Skip every picture, and output exactly the lines starting at the one with "the pink wall" and running through the last line of the material below.
━━━━━━
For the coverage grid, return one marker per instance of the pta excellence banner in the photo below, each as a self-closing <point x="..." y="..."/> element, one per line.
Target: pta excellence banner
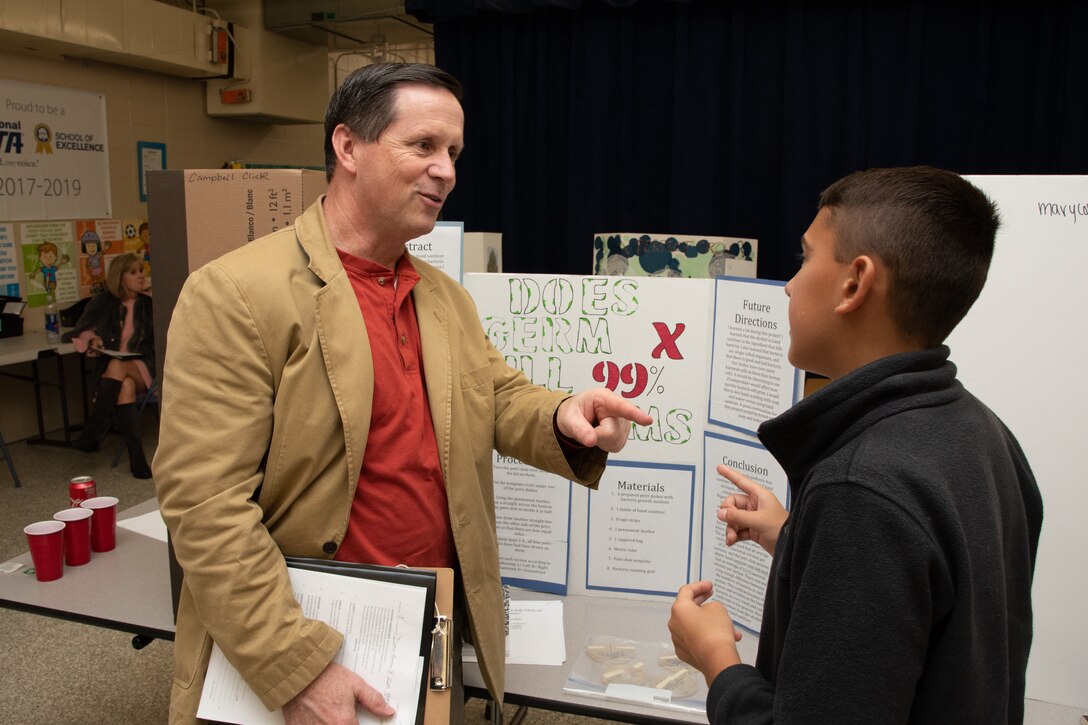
<point x="54" y="160"/>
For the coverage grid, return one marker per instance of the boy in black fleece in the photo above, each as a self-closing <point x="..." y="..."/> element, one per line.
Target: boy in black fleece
<point x="901" y="584"/>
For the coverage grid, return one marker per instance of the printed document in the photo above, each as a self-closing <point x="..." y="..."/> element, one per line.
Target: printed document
<point x="382" y="625"/>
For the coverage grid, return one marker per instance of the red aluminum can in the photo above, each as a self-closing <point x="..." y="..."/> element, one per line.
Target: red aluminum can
<point x="82" y="488"/>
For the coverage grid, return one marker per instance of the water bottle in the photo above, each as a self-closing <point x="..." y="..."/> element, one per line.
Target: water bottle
<point x="52" y="320"/>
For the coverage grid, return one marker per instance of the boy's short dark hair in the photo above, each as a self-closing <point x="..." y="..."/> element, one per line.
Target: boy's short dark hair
<point x="931" y="229"/>
<point x="365" y="101"/>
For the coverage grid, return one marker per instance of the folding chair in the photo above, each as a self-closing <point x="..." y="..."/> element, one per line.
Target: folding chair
<point x="149" y="396"/>
<point x="11" y="464"/>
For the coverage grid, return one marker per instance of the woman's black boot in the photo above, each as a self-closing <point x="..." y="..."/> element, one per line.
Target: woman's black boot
<point x="98" y="425"/>
<point x="128" y="421"/>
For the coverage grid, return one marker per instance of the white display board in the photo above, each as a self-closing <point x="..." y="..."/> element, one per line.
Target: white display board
<point x="443" y="247"/>
<point x="645" y="339"/>
<point x="652" y="524"/>
<point x="1022" y="349"/>
<point x="54" y="161"/>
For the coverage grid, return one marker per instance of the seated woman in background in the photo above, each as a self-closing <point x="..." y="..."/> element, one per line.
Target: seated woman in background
<point x="118" y="320"/>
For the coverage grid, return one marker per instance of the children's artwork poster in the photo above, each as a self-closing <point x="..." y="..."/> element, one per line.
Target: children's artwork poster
<point x="9" y="262"/>
<point x="740" y="572"/>
<point x="50" y="261"/>
<point x="54" y="161"/>
<point x="751" y="378"/>
<point x="136" y="236"/>
<point x="674" y="255"/>
<point x="99" y="242"/>
<point x="644" y="339"/>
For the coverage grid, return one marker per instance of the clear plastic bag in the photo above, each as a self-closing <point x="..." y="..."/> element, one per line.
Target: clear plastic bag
<point x="632" y="671"/>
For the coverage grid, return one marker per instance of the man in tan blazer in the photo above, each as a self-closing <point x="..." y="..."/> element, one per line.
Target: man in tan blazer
<point x="269" y="400"/>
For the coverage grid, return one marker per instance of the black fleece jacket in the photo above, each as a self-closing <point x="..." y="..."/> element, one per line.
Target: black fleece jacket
<point x="901" y="585"/>
<point x="106" y="315"/>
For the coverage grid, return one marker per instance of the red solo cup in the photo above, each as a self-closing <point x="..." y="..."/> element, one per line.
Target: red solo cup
<point x="47" y="549"/>
<point x="76" y="535"/>
<point x="103" y="523"/>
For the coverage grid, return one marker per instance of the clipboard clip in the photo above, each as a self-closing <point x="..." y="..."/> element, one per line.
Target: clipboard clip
<point x="442" y="652"/>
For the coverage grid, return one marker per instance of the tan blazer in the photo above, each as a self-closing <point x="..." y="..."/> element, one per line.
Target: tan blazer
<point x="267" y="392"/>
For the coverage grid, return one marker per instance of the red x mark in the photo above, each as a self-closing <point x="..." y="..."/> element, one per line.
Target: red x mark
<point x="668" y="344"/>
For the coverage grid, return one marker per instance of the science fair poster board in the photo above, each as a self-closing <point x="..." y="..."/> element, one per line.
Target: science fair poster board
<point x="644" y="339"/>
<point x="648" y="340"/>
<point x="1022" y="349"/>
<point x="750" y="380"/>
<point x="54" y="161"/>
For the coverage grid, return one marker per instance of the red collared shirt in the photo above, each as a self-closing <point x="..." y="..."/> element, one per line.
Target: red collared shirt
<point x="399" y="514"/>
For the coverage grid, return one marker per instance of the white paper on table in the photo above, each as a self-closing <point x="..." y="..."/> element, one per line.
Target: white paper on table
<point x="149" y="524"/>
<point x="536" y="635"/>
<point x="382" y="625"/>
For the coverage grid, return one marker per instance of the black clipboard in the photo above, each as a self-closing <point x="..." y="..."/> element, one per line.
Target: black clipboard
<point x="424" y="578"/>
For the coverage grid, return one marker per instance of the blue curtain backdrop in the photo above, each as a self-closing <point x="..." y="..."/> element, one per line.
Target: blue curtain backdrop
<point x="728" y="118"/>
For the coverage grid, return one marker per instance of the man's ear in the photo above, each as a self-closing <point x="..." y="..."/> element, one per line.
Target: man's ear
<point x="344" y="143"/>
<point x="858" y="284"/>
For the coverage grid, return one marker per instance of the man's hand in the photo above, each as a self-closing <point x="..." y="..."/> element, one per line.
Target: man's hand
<point x="331" y="699"/>
<point x="703" y="634"/>
<point x="598" y="417"/>
<point x="756" y="515"/>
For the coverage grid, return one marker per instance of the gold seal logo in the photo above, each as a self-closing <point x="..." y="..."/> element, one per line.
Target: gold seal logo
<point x="45" y="137"/>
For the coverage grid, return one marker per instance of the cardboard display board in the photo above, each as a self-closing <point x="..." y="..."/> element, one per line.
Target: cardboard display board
<point x="199" y="214"/>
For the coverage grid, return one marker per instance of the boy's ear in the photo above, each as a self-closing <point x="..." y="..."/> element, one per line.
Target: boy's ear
<point x="858" y="284"/>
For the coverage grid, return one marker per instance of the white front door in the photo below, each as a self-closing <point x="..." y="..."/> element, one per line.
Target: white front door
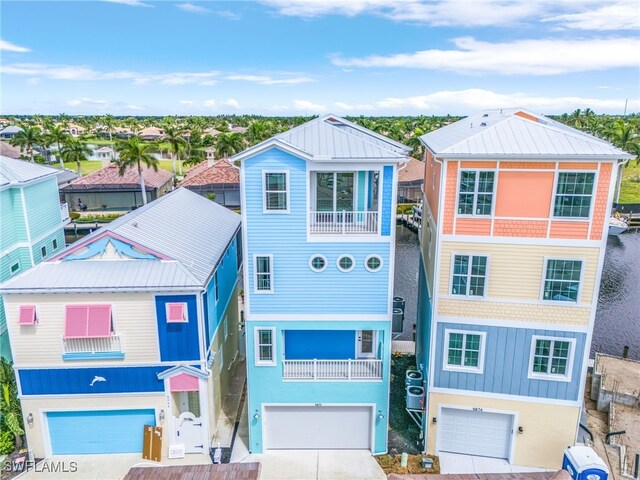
<point x="367" y="343"/>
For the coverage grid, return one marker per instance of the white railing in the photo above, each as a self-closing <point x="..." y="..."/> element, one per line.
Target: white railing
<point x="92" y="345"/>
<point x="64" y="212"/>
<point x="343" y="222"/>
<point x="332" y="369"/>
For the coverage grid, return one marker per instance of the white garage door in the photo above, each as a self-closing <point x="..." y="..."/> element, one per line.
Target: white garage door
<point x="475" y="433"/>
<point x="344" y="427"/>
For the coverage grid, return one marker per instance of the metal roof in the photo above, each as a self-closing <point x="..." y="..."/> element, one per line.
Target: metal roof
<point x="333" y="138"/>
<point x="14" y="171"/>
<point x="516" y="133"/>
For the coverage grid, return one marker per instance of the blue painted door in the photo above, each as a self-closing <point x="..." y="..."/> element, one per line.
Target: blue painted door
<point x="107" y="431"/>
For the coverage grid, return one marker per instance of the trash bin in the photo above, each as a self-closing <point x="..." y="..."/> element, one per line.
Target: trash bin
<point x="583" y="463"/>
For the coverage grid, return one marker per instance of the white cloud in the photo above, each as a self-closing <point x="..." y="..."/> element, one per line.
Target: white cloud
<point x="268" y="80"/>
<point x="307" y="106"/>
<point x="191" y="8"/>
<point x="12" y="47"/>
<point x="518" y="57"/>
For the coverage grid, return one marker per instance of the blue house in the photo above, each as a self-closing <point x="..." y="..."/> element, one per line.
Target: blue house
<point x="31" y="221"/>
<point x="136" y="324"/>
<point x="318" y="205"/>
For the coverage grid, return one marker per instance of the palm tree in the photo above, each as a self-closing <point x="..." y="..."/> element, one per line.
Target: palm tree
<point x="133" y="153"/>
<point x="75" y="151"/>
<point x="228" y="144"/>
<point x="27" y="139"/>
<point x="58" y="136"/>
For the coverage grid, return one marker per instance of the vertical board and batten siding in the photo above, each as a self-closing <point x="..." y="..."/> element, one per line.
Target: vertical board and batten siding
<point x="133" y="316"/>
<point x="506" y="364"/>
<point x="178" y="341"/>
<point x="297" y="289"/>
<point x="77" y="381"/>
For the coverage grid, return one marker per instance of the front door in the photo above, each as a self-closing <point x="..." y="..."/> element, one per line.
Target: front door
<point x="366" y="344"/>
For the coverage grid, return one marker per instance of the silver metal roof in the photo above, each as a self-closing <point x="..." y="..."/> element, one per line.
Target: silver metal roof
<point x="14" y="171"/>
<point x="333" y="138"/>
<point x="103" y="275"/>
<point x="515" y="133"/>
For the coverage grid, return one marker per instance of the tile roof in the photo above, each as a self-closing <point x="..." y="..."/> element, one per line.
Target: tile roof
<point x="108" y="177"/>
<point x="516" y="133"/>
<point x="221" y="171"/>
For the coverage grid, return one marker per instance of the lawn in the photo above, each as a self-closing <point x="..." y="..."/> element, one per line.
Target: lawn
<point x="630" y="188"/>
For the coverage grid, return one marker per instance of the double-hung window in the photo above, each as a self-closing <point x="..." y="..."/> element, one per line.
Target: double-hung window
<point x="562" y="280"/>
<point x="464" y="351"/>
<point x="475" y="193"/>
<point x="276" y="192"/>
<point x="573" y="194"/>
<point x="469" y="275"/>
<point x="265" y="350"/>
<point x="263" y="273"/>
<point x="551" y="358"/>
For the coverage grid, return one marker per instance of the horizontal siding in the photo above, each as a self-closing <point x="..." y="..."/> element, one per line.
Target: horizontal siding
<point x="297" y="288"/>
<point x="133" y="315"/>
<point x="506" y="366"/>
<point x="516" y="271"/>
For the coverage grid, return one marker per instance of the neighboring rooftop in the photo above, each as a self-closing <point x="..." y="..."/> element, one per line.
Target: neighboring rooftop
<point x="516" y="133"/>
<point x="206" y="173"/>
<point x="109" y="178"/>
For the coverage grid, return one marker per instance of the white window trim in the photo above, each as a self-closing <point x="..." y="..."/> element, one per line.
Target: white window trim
<point x="475" y="192"/>
<point x="555" y="193"/>
<point x="461" y="368"/>
<point x="353" y="263"/>
<point x="264" y="192"/>
<point x="550" y="376"/>
<point x="373" y="256"/>
<point x="318" y="270"/>
<point x="486" y="275"/>
<point x="580" y="282"/>
<point x="255" y="273"/>
<point x="256" y="347"/>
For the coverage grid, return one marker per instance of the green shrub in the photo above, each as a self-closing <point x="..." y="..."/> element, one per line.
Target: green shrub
<point x="7" y="443"/>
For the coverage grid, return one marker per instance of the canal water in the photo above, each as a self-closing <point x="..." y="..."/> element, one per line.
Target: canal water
<point x="618" y="314"/>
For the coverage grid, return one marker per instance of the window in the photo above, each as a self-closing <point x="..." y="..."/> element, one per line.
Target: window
<point x="469" y="275"/>
<point x="562" y="280"/>
<point x="265" y="346"/>
<point x="318" y="263"/>
<point x="573" y="194"/>
<point x="346" y="263"/>
<point x="373" y="263"/>
<point x="177" y="312"/>
<point x="87" y="321"/>
<point x="27" y="315"/>
<point x="276" y="192"/>
<point x="475" y="194"/>
<point x="464" y="351"/>
<point x="263" y="277"/>
<point x="551" y="358"/>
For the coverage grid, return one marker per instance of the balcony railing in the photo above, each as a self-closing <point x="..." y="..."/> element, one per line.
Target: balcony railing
<point x="343" y="222"/>
<point x="113" y="344"/>
<point x="332" y="369"/>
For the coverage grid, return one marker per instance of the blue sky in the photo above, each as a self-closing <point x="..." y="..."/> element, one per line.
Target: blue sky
<point x="287" y="57"/>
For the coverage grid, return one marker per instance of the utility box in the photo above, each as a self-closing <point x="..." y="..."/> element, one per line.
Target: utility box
<point x="583" y="463"/>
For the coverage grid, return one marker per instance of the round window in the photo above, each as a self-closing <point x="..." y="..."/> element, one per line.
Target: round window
<point x="318" y="263"/>
<point x="373" y="263"/>
<point x="346" y="263"/>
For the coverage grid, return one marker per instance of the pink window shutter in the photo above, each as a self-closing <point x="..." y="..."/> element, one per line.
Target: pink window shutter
<point x="184" y="383"/>
<point x="99" y="323"/>
<point x="76" y="319"/>
<point x="27" y="315"/>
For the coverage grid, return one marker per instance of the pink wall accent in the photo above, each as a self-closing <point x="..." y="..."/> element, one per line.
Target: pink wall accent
<point x="184" y="383"/>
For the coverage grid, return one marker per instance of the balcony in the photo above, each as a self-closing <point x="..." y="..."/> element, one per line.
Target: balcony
<point x="332" y="370"/>
<point x="343" y="222"/>
<point x="88" y="348"/>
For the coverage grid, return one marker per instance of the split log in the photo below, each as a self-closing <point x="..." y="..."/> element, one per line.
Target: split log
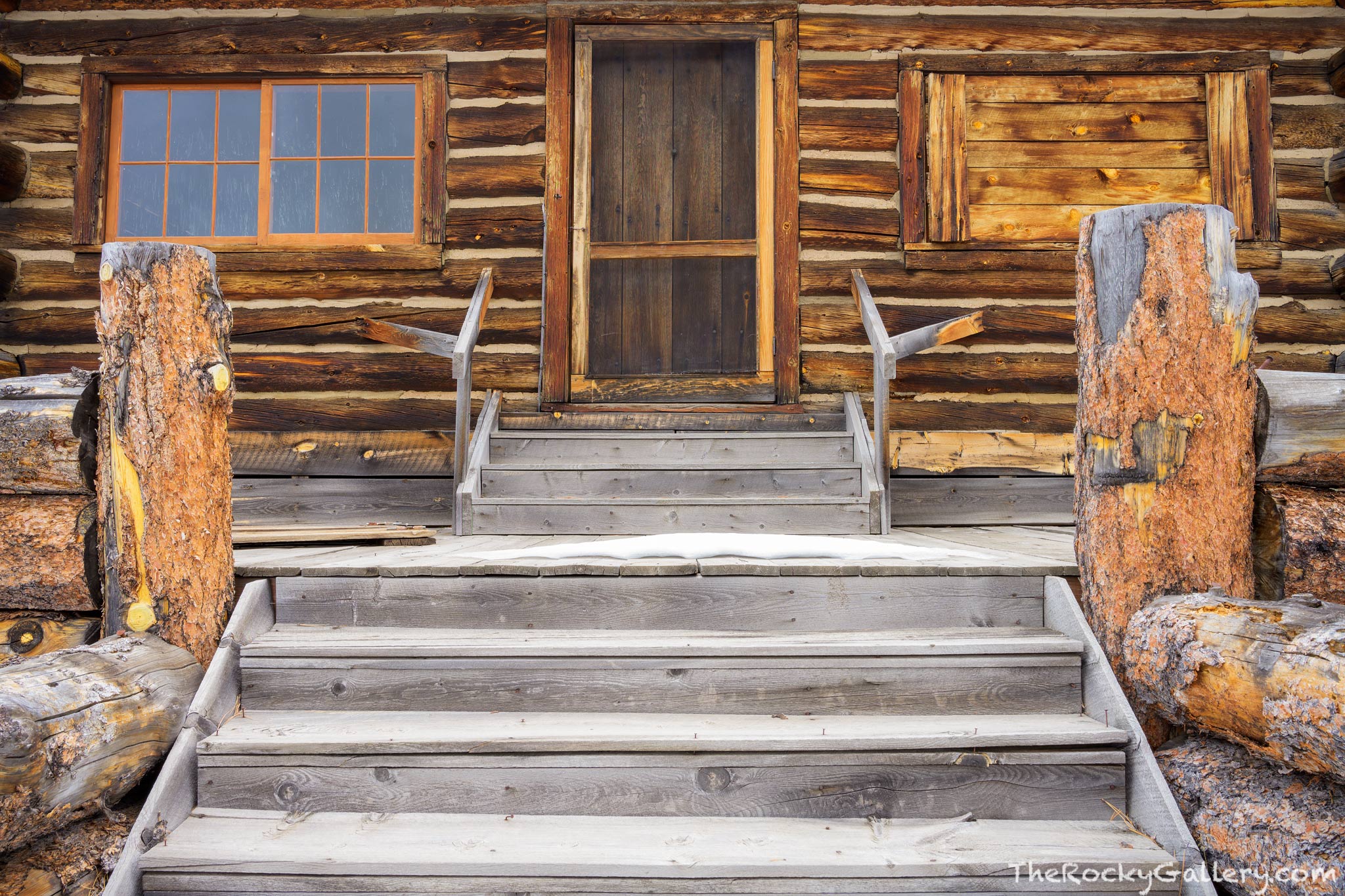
<point x="73" y="861"/>
<point x="1298" y="542"/>
<point x="14" y="171"/>
<point x="47" y="445"/>
<point x="1301" y="427"/>
<point x="81" y="727"/>
<point x="1166" y="399"/>
<point x="163" y="448"/>
<point x="1265" y="675"/>
<point x="1247" y="815"/>
<point x="32" y="634"/>
<point x="50" y="561"/>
━━━━━━
* [RESULT OF THIS TASK]:
For the coverage grid, return one marker per instance of the pink wall accent in the photo above, each as a self-closing <point x="..." y="..."/> element, one per line.
Target: pink wall accent
<point x="184" y="383"/>
For the coverage grid, return one marker per instance of the balcony in the photo above, each as a self-closing <point x="..." y="..."/> element, one per line.
Target: balcony
<point x="332" y="370"/>
<point x="343" y="222"/>
<point x="88" y="348"/>
For the coverage grid, return one marker per instance of the split log in the photo below, each as a self-closing <point x="..." y="..."/> element, one per line.
Target: split log
<point x="73" y="861"/>
<point x="1298" y="542"/>
<point x="14" y="171"/>
<point x="47" y="445"/>
<point x="1301" y="427"/>
<point x="81" y="727"/>
<point x="1166" y="399"/>
<point x="163" y="448"/>
<point x="1265" y="675"/>
<point x="1247" y="815"/>
<point x="32" y="634"/>
<point x="50" y="561"/>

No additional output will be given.